# Work task
Look through the records below for the line with "Target: tall narrow window" and the line with "like point(299, 64)", then return those lines and all lines between, exactly.

(Data for this exercise Opens)

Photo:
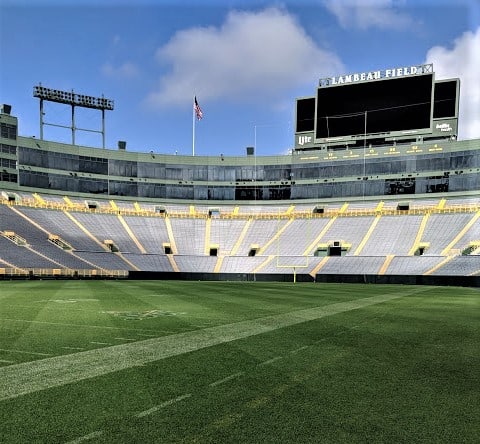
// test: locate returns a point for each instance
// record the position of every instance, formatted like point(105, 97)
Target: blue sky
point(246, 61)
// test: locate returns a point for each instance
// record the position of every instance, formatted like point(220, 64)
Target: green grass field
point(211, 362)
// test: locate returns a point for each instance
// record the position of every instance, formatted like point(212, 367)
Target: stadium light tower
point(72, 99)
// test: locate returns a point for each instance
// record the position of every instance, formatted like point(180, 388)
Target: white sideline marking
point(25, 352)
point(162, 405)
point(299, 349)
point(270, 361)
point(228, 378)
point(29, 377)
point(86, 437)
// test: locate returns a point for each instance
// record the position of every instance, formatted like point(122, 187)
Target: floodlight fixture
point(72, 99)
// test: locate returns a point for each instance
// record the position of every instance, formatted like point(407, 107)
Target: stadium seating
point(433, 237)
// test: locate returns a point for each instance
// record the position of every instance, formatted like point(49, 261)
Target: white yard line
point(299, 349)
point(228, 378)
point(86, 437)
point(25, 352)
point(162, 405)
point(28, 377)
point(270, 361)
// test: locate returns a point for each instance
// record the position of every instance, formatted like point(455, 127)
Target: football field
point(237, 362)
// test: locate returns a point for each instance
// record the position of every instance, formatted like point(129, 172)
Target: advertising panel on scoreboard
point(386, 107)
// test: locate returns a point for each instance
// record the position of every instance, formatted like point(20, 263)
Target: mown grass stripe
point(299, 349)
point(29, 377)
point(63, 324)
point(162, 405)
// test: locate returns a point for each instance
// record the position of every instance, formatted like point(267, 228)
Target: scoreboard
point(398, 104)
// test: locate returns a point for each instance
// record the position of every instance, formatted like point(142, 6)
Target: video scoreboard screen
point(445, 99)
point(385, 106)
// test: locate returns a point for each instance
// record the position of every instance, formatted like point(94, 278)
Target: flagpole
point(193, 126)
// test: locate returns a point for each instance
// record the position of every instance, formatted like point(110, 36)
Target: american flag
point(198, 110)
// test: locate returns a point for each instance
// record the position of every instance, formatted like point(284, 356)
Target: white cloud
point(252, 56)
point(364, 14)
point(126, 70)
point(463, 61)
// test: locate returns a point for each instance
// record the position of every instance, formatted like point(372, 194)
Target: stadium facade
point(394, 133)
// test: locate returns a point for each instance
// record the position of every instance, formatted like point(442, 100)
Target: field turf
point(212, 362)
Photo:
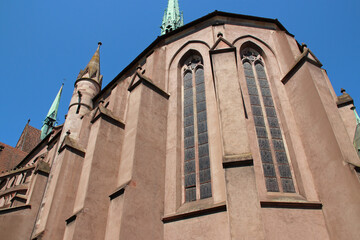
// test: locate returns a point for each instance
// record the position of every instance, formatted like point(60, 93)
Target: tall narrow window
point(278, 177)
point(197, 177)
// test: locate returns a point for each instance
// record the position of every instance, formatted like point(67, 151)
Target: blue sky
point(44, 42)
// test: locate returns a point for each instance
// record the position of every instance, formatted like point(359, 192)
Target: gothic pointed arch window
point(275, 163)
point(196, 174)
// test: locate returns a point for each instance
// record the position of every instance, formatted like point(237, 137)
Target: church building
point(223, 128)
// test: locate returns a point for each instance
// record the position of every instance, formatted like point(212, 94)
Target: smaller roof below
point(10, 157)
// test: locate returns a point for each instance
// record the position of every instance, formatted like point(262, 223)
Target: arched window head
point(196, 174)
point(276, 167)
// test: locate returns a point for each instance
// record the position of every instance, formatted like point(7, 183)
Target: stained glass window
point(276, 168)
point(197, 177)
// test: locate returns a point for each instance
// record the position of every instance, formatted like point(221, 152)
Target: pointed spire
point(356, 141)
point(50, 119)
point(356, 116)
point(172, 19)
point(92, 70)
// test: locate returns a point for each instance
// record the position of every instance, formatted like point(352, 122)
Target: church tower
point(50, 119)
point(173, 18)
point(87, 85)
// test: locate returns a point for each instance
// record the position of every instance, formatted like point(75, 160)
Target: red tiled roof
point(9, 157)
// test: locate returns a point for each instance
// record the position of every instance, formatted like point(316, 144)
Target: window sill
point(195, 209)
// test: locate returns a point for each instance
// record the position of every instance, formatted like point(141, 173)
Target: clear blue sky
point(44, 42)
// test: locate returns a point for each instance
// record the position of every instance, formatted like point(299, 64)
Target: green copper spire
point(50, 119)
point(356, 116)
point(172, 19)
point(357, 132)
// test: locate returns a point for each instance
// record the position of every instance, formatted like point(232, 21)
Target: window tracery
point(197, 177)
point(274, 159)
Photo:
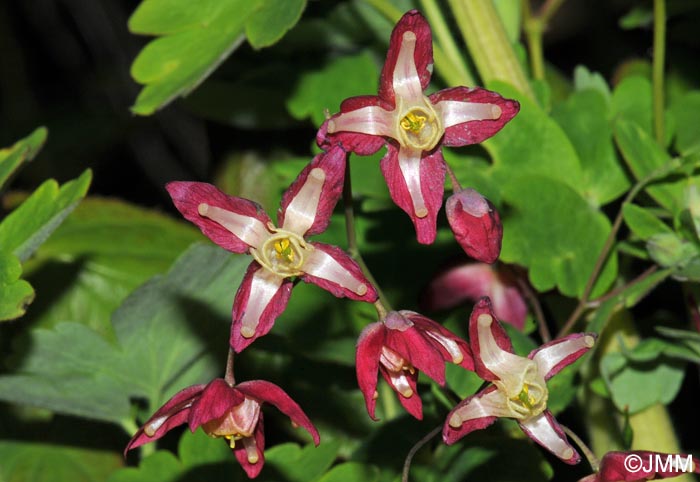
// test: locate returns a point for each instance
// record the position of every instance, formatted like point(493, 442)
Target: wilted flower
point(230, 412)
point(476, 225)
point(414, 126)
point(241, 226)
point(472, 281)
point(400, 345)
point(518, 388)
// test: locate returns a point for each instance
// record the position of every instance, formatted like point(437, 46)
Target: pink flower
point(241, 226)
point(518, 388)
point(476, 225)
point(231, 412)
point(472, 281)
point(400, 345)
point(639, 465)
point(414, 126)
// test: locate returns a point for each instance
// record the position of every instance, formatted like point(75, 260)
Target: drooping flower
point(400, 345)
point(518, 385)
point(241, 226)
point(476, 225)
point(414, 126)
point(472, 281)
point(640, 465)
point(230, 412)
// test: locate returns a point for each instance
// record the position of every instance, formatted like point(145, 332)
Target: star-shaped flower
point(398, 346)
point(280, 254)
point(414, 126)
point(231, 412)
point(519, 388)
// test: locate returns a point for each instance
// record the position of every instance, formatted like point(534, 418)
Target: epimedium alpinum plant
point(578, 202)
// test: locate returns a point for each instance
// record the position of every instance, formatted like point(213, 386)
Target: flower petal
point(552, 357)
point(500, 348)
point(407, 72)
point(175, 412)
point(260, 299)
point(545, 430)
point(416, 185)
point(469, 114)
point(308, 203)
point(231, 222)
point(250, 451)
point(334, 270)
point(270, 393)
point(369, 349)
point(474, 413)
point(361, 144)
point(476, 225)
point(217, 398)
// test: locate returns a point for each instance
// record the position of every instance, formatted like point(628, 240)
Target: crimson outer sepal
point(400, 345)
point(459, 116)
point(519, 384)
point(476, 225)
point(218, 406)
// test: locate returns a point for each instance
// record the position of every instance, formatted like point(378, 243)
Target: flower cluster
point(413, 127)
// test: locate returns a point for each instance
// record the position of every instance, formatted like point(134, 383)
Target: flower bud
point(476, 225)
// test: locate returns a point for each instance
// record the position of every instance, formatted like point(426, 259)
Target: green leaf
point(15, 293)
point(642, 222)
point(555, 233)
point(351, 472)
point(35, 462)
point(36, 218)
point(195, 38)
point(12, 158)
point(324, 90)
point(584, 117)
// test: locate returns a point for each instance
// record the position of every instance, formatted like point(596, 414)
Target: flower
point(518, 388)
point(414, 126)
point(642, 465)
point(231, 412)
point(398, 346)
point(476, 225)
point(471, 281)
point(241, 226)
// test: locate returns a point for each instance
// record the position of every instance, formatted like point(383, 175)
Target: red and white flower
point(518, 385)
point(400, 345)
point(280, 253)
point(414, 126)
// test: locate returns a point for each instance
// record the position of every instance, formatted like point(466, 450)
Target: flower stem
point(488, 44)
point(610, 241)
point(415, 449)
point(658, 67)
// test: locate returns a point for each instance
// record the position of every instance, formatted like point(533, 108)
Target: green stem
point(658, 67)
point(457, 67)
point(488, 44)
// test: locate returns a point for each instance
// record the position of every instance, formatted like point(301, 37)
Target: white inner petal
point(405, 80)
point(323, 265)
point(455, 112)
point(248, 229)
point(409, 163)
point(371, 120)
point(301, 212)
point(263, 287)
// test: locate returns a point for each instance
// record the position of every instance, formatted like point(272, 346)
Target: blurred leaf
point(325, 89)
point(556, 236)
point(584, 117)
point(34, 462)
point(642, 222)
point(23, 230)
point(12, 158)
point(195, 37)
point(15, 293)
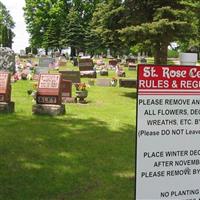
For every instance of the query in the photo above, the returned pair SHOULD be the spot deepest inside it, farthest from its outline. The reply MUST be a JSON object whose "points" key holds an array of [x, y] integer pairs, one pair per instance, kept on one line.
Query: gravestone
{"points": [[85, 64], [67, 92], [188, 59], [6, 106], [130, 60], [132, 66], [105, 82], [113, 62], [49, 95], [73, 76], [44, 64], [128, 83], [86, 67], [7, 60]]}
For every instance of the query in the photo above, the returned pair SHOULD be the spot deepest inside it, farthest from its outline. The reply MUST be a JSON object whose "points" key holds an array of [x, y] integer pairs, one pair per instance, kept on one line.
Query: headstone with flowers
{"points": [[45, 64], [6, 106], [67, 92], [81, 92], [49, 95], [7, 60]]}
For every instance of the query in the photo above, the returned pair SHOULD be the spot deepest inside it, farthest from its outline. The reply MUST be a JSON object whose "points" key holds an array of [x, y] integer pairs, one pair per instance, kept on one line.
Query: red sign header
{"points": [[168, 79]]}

(Data for this exercise Closes)
(Data for this exercise Opens)

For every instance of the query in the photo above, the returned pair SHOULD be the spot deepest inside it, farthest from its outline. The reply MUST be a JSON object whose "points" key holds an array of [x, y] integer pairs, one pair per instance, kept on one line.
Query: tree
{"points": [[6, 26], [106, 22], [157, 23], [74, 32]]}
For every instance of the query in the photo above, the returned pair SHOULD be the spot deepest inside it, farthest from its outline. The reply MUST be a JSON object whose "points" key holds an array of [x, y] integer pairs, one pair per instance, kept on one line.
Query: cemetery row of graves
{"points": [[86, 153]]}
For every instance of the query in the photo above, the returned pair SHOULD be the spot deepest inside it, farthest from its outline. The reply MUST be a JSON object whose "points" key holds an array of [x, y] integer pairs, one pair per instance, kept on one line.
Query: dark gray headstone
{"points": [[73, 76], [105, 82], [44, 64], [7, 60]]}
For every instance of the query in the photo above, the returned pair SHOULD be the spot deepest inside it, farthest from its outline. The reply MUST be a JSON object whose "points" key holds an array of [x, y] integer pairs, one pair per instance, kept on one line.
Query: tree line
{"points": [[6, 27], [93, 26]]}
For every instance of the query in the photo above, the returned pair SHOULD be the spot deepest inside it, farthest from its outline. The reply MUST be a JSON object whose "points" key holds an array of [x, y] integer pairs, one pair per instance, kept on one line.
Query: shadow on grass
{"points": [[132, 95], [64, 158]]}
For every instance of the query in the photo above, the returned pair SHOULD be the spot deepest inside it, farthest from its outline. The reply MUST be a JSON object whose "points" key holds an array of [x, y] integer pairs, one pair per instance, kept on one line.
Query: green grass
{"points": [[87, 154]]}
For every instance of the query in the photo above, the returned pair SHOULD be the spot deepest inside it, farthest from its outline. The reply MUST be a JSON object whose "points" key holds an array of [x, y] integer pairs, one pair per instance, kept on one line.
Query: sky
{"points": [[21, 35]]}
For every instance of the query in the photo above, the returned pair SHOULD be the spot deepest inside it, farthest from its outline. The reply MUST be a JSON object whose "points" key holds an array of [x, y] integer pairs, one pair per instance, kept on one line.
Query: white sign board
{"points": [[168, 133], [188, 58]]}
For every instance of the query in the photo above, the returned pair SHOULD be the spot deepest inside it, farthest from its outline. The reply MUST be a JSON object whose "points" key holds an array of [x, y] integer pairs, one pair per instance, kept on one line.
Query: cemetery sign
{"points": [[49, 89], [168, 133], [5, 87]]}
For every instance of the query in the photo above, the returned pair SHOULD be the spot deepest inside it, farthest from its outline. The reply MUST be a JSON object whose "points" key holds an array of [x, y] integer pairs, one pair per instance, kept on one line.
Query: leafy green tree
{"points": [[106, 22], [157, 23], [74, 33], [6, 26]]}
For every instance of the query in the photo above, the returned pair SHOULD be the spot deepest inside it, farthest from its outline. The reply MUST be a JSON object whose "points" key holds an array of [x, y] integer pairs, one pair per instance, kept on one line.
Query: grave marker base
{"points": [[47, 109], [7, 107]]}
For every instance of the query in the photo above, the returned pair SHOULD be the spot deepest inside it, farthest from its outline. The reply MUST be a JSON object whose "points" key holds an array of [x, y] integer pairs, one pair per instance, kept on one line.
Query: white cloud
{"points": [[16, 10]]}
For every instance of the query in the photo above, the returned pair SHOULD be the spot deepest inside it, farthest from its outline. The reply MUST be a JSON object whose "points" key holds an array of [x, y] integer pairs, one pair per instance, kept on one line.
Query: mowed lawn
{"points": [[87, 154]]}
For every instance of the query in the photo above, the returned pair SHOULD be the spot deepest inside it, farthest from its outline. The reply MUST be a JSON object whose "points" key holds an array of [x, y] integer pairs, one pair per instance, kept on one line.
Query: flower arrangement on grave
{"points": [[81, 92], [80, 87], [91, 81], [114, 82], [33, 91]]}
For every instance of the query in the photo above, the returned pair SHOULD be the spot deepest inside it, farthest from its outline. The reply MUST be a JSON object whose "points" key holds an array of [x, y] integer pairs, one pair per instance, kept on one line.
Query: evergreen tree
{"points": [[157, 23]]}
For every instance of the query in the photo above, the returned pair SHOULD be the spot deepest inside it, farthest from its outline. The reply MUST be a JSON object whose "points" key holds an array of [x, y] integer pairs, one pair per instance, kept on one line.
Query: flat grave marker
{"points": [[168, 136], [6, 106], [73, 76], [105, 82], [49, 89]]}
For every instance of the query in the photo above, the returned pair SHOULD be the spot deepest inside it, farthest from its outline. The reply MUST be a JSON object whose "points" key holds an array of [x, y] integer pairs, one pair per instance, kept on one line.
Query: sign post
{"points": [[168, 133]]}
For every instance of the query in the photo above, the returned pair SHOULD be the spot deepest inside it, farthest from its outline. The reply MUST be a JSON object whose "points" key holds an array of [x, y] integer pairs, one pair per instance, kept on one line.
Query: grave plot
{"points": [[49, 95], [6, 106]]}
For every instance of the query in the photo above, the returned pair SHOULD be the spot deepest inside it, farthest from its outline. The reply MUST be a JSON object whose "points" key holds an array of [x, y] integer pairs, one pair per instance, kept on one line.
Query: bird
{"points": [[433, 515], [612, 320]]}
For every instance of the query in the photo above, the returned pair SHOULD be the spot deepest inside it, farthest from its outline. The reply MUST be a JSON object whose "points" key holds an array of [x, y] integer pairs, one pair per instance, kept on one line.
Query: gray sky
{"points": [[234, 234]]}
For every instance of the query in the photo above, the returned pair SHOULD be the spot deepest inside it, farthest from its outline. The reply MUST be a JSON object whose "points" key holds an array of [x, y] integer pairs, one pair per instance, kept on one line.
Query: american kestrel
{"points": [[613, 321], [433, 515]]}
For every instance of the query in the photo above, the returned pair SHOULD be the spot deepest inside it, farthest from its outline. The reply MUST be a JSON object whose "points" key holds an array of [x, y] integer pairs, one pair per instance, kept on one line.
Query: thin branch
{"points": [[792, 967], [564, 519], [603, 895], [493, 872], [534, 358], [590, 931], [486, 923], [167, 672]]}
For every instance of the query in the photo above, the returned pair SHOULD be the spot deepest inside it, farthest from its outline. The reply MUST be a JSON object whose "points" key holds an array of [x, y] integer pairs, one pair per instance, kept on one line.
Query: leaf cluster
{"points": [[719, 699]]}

(Data for this exercise Closes)
(Data for this exercise Opens)

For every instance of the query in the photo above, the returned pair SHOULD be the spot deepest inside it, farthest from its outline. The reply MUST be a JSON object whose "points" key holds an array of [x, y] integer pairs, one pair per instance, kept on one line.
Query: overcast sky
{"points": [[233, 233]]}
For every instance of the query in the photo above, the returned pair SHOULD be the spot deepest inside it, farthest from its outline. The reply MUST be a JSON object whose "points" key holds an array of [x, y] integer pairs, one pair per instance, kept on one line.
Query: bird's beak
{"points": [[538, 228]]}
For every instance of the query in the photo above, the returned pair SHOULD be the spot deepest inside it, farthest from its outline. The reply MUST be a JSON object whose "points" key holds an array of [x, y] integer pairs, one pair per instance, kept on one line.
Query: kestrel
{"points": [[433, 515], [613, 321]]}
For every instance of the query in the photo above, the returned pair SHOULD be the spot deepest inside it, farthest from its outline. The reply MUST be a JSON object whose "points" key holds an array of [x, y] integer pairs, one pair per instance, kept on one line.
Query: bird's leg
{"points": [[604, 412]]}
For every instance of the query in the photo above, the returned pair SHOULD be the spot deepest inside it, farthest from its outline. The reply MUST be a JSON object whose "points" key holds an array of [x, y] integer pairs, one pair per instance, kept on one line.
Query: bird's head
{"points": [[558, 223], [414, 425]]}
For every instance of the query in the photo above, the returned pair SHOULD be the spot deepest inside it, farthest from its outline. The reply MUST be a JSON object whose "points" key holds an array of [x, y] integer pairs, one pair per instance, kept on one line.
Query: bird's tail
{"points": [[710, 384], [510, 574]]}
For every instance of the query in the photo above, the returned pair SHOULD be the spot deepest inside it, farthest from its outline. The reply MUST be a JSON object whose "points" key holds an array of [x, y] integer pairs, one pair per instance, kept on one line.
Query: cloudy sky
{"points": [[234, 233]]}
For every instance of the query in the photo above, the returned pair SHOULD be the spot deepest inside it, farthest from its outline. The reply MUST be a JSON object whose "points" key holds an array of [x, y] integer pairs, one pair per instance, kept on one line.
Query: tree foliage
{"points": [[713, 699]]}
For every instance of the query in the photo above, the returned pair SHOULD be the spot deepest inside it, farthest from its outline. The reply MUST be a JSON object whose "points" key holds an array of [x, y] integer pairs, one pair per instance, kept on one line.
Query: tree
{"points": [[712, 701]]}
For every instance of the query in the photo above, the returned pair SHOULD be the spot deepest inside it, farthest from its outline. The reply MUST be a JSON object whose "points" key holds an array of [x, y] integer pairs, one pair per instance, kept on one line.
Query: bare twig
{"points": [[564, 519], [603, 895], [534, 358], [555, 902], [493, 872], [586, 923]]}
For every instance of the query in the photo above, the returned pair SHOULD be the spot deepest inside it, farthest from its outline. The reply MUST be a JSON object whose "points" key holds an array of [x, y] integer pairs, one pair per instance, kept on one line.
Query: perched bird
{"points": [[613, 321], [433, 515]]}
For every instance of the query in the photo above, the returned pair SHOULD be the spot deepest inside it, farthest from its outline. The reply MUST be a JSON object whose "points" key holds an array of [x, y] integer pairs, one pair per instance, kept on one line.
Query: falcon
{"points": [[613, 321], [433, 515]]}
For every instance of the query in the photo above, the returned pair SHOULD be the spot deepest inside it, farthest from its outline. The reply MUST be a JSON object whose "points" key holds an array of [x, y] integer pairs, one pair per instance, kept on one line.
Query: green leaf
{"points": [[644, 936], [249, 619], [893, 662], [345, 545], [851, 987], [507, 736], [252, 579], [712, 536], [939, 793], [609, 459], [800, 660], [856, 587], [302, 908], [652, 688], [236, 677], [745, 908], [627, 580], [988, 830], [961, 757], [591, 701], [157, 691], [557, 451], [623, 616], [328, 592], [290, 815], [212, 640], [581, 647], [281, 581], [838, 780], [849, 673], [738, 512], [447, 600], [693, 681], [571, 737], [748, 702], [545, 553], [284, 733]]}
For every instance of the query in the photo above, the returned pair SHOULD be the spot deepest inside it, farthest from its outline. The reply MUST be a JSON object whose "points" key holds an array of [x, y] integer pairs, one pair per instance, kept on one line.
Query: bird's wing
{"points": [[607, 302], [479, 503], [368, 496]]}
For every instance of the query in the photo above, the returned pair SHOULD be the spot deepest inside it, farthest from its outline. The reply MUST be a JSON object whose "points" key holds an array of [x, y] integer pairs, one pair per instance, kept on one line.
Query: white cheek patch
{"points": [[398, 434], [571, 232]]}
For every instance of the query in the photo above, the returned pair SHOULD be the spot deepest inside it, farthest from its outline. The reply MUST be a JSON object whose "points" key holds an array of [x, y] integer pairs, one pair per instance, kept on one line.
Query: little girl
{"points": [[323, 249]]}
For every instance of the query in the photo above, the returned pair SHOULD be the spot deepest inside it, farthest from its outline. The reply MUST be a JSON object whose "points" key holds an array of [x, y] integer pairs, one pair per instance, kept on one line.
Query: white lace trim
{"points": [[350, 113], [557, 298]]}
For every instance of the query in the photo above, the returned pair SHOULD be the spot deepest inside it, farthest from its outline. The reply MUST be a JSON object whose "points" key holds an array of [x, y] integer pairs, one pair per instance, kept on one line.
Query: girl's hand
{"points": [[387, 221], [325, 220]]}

(Data for this exercise Closes)

# Reply
Target: tall narrow window
point(278, 177)
point(197, 177)
// test: locate returns a point for each instance
// record the position of every instance, formatted like point(67, 151)
Target: blue sky
point(44, 42)
// test: locate returns a point for each instance
// record the position of every instance, formatted like point(359, 192)
Target: gothic pointed arch window
point(275, 163)
point(196, 174)
// test: locate returns a point for each instance
// record the position of every instance, formatted like point(237, 137)
Target: church building
point(223, 128)
// test: locate returns a point for each instance
// record the position of every instance, formatted like point(212, 94)
Target: smaller roof below
point(10, 157)
// test: locate returns a point for each instance
// record the position of every instance, formatted like point(262, 223)
Target: arched window head
point(196, 174)
point(276, 167)
// test: locate returns a point for each instance
// record the position of every instance, formatted like point(7, 183)
Target: stained glass window
point(276, 168)
point(197, 177)
// test: locate returns a point for each instance
// record the position of every instance, formatted like point(221, 152)
Target: pointed spire
point(356, 141)
point(50, 119)
point(356, 116)
point(172, 19)
point(92, 70)
// test: locate returns a point for each instance
// record the position of every instance, formatted like point(352, 122)
Target: church tower
point(50, 119)
point(173, 18)
point(87, 85)
// test: locate returns a point for each instance
// record the position of every instance, formatted like point(75, 160)
Target: red tiled roof
point(9, 157)
// test: locate returns a point for each instance
// record the position of every instance, formatted like point(316, 144)
Target: window sill
point(195, 209)
// test: locate returns a point for each instance
// record the position of every instance, formatted like point(141, 173)
Target: clear blue sky
point(44, 42)
// test: locate returns a point for each instance
// record the position of every instance, formatted like point(299, 64)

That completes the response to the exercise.